Provided passage:
The Use of Subcutaneoous Icd for Unusual Clinical Presentation

1Atlanta Medical Center, Atlanta, GA

Meeting: Hospital Medicine 2015, March 29-April 1, National Harbor, Md.

Abstract number: 435



The use of an entirely subcutaneous implantable Cardioverter defibrillator (S-ICD) is a better alternative for patients who have limitations to placing pacemaker leads intravenously. We report a case of S-ICD use because of presence of right ventricle thrombus.

Case Presentation:

A 59 -year-old male with a history of Ischemic heart disease on medical therapy presented with progressive dyspnea, intermittent dizziness and near syncopal episodes. On examination, the patient was alert and fully oriented. The pulse rate was 58 beats per minute, the blood pressure 125/70 mmHg, the respiratory rate 16 breaths per minute and oxygen saturation was 98 % while breathing ambient air. The breath sounds were normal. The heart sounds were heard, with soft systolic murmur at the left sternal border. The remainder of the examination was unremarkable. On the same day of admission, he developed cardiac arrest with documented ventricular fibrillation and was successfully resuscitated.  Transthoracic echocardiogram revealed a moderately enlarged left ventricle with severely depressed systolic function (LVEF=15%). There was large protruding fixed thrombus attached to LV apex. Thrombus was also seen in right ventricle apex (pictures). Optimal medical therapy was continued for the heart failure. Because of the clinical findings, ICD was indicated. He received an S-ICD instead of transvenous route due to the presence of thrombus in the right ventricle. Device interrogation revealed satisfactory parameters. The patient was discharged without any further event.

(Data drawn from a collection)
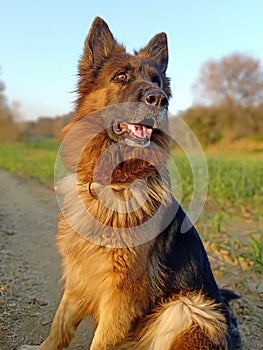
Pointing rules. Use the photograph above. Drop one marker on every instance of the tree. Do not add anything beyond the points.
(234, 82)
(8, 130)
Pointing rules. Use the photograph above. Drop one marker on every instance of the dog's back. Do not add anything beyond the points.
(126, 259)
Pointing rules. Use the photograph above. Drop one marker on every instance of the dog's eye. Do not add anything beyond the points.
(121, 77)
(156, 80)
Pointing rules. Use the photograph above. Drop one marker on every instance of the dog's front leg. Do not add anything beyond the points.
(67, 318)
(113, 326)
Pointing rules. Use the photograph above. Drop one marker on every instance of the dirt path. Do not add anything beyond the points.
(29, 264)
(30, 269)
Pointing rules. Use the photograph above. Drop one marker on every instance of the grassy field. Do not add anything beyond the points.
(230, 225)
(34, 159)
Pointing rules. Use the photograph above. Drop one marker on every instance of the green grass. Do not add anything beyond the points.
(237, 179)
(34, 159)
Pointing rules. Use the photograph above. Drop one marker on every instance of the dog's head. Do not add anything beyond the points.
(137, 83)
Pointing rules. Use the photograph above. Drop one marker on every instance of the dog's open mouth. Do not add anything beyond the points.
(136, 134)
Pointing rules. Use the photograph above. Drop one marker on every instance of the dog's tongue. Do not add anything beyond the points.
(139, 130)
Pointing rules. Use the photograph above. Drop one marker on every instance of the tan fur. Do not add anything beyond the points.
(176, 319)
(115, 202)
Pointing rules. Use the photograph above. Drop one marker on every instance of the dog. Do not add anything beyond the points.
(130, 256)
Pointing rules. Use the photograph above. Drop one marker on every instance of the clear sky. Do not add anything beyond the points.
(41, 42)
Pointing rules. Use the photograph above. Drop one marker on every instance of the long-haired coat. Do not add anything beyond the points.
(130, 256)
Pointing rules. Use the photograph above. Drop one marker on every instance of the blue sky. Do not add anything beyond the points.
(41, 42)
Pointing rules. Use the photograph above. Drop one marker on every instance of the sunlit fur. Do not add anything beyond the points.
(159, 295)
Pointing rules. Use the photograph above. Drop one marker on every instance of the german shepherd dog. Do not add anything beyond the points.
(130, 256)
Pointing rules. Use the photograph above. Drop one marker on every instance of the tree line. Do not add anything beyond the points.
(228, 105)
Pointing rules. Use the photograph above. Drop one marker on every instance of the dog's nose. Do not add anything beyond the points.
(156, 98)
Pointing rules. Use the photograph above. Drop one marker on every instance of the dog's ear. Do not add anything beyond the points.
(98, 46)
(157, 49)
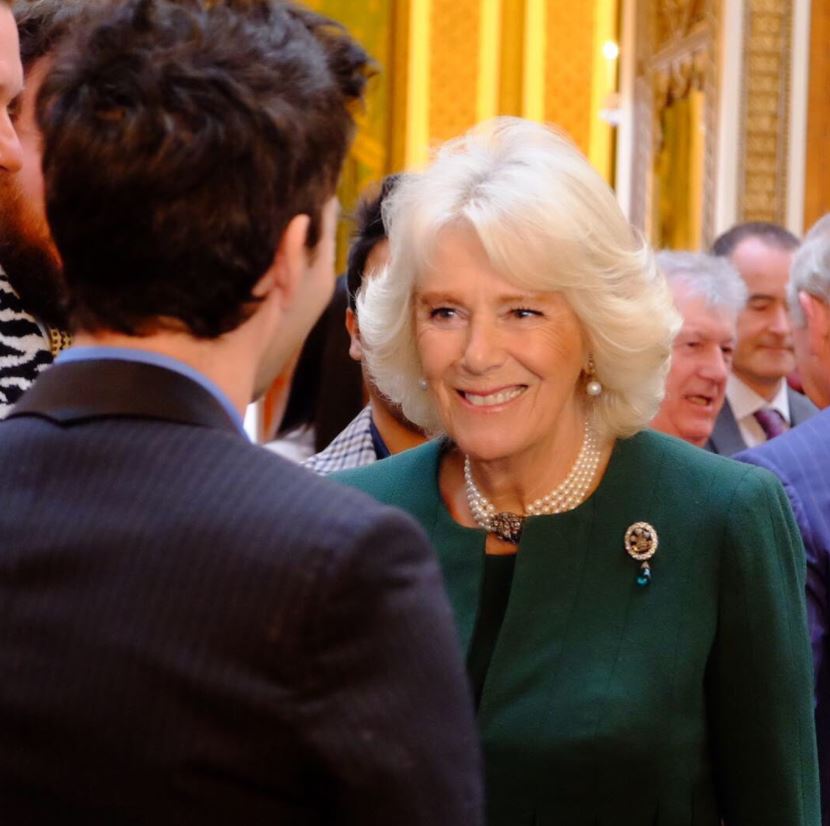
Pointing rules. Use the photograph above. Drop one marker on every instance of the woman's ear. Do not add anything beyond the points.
(353, 328)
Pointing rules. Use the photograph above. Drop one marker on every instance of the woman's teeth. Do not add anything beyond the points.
(502, 397)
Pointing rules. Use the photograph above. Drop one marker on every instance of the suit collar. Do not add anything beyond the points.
(726, 436)
(105, 388)
(744, 401)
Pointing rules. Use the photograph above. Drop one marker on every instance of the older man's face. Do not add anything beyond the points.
(701, 358)
(764, 352)
(27, 252)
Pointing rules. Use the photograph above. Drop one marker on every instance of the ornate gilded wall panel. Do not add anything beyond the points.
(454, 67)
(676, 95)
(817, 172)
(765, 124)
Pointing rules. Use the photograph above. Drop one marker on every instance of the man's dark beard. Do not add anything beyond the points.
(32, 269)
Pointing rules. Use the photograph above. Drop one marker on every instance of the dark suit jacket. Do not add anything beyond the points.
(193, 630)
(801, 459)
(726, 437)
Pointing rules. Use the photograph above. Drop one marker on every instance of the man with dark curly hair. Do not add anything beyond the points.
(194, 630)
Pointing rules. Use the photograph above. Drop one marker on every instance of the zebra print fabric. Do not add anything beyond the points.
(24, 347)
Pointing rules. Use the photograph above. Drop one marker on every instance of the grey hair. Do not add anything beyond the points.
(548, 222)
(711, 277)
(819, 229)
(810, 273)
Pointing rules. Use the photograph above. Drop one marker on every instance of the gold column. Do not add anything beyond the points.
(417, 86)
(489, 48)
(535, 50)
(604, 82)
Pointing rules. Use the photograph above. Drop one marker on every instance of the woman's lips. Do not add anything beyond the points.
(491, 398)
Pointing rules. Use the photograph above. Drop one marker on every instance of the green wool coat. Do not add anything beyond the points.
(608, 704)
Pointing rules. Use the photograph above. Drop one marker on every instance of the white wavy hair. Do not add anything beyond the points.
(547, 222)
(712, 277)
(810, 273)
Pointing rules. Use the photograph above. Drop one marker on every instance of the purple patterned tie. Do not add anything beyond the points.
(771, 421)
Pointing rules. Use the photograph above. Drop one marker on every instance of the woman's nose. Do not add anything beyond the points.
(484, 348)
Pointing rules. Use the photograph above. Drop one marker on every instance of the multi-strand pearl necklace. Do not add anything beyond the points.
(564, 497)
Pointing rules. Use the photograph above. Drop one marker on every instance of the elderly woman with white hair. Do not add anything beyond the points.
(631, 607)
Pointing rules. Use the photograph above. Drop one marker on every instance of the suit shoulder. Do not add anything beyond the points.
(801, 449)
(281, 491)
(800, 406)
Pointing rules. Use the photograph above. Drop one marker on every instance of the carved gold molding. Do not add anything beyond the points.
(676, 51)
(762, 192)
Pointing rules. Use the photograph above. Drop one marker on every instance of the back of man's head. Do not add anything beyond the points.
(707, 276)
(810, 273)
(180, 139)
(42, 24)
(773, 235)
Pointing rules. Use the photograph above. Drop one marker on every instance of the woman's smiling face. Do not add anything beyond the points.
(503, 363)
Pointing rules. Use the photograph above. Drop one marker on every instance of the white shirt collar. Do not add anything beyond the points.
(744, 401)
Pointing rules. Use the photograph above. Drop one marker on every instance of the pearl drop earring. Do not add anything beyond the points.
(593, 387)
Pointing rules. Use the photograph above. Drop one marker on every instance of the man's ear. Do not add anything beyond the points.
(288, 268)
(353, 328)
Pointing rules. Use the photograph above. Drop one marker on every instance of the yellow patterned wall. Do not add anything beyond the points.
(447, 64)
(569, 69)
(453, 75)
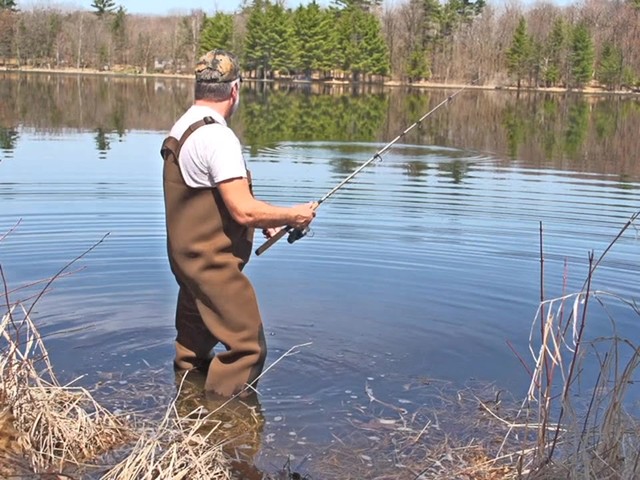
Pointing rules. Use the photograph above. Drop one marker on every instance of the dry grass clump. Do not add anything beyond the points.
(179, 448)
(55, 425)
(580, 424)
(453, 438)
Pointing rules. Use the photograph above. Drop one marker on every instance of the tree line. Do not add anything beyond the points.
(357, 40)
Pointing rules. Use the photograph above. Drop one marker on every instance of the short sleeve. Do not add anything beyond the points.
(219, 153)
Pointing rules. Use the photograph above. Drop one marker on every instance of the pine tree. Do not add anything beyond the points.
(582, 56)
(280, 38)
(610, 67)
(255, 51)
(519, 54)
(314, 39)
(217, 32)
(375, 50)
(554, 54)
(103, 6)
(269, 43)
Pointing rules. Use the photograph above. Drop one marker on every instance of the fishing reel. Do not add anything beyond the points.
(296, 234)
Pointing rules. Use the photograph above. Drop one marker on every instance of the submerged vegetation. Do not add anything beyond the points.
(573, 422)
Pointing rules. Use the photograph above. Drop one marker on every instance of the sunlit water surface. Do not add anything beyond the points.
(423, 269)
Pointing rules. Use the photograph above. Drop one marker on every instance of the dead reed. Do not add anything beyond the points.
(578, 435)
(56, 425)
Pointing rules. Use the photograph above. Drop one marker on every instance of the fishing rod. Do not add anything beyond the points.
(297, 234)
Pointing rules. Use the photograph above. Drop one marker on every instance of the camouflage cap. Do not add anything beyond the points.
(217, 66)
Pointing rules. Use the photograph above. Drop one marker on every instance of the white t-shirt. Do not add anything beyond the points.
(212, 153)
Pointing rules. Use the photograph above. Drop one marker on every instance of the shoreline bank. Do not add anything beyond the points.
(592, 90)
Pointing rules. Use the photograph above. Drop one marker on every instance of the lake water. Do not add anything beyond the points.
(422, 270)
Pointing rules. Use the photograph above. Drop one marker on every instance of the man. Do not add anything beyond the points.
(210, 217)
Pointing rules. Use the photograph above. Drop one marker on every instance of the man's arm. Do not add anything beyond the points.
(248, 211)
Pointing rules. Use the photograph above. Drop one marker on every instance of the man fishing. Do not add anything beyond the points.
(210, 216)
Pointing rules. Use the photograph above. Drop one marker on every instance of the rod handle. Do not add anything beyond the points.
(266, 245)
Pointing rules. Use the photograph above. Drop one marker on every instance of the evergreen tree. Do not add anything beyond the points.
(375, 51)
(582, 56)
(217, 32)
(519, 54)
(255, 52)
(610, 68)
(269, 43)
(103, 6)
(280, 38)
(314, 38)
(554, 54)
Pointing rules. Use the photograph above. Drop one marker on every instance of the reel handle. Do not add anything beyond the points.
(266, 245)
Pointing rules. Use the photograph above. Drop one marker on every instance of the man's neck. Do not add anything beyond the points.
(220, 107)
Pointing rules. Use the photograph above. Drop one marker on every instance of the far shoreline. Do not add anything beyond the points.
(591, 90)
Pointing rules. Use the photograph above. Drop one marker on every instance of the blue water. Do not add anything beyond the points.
(413, 271)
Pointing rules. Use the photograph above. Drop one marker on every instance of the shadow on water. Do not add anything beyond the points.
(237, 425)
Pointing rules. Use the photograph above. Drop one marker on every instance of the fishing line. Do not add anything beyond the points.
(296, 234)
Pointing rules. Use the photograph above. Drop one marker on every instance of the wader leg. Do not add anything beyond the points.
(194, 341)
(241, 332)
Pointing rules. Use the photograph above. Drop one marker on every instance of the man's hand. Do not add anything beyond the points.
(303, 215)
(270, 232)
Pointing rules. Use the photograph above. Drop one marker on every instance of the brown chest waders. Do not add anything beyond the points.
(207, 251)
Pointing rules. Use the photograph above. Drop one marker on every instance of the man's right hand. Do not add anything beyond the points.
(303, 214)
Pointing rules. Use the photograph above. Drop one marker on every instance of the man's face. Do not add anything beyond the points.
(236, 103)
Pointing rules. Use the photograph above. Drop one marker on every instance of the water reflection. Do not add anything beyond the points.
(8, 141)
(596, 134)
(236, 425)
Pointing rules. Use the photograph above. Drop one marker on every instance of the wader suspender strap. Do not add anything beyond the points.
(166, 148)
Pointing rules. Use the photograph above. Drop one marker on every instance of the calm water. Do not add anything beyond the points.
(423, 268)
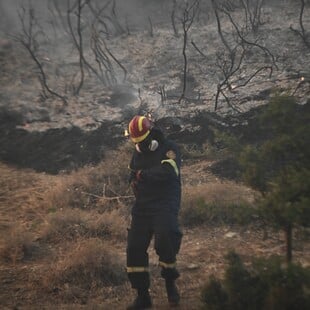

Your objective: Extend the case abstract on subcutaneous ICD placement, picking up right after its last sentence.

Response to the exercise:
An entirely subcutaneous ICD has been demonstrated to be a reliable and effective system for detection and termination of ventricular arrhythmias and potentially avoiding many of the complications associated with transvenous ICDs. The case presented illustrates one of the several advantages of the subcutaneous approach that may make it a preferred rather than simply an alternative to transvenous ICD. 

In our literature search, there was no report of use of S-ICD because of right ventricle thrombus. It is well documented that transvenous pacemaker leads may result in thromboembolic complications. Placement of transvenous pacing lead in the presence of a right ventricle thrombus would potentially have deleterious consequences.

There still remain several limitations to use of S-ICD mainly because of the absence of pacing ability. It cannot be applied to patients requiring pacing for bradyarrhythmias, resynchronization therapy for heart failure, and antitachycardia pacing. The aforementioned therapies were not indicated in the case presented.  Future studies and observations will better define patient target groups and establish the therapeutic potential of the subcutaneous device technology.


The case illustrates the preferable use of a subcutaneous ICD in selected clinical presentations, one of which is presence of right ventricle thrombus.

To cite this abstract:

Ali M, Toca F. The Use of Subcutaneoous Icd for Unusual Clinical Presentation. Abstract published at Hospital Medicine 2015, March 29-April 1, National Harbor, Md. Abstract 435. Journal of Hospital Medicine. 2015; 10 (suppl 2). Accessed May 27, 2019.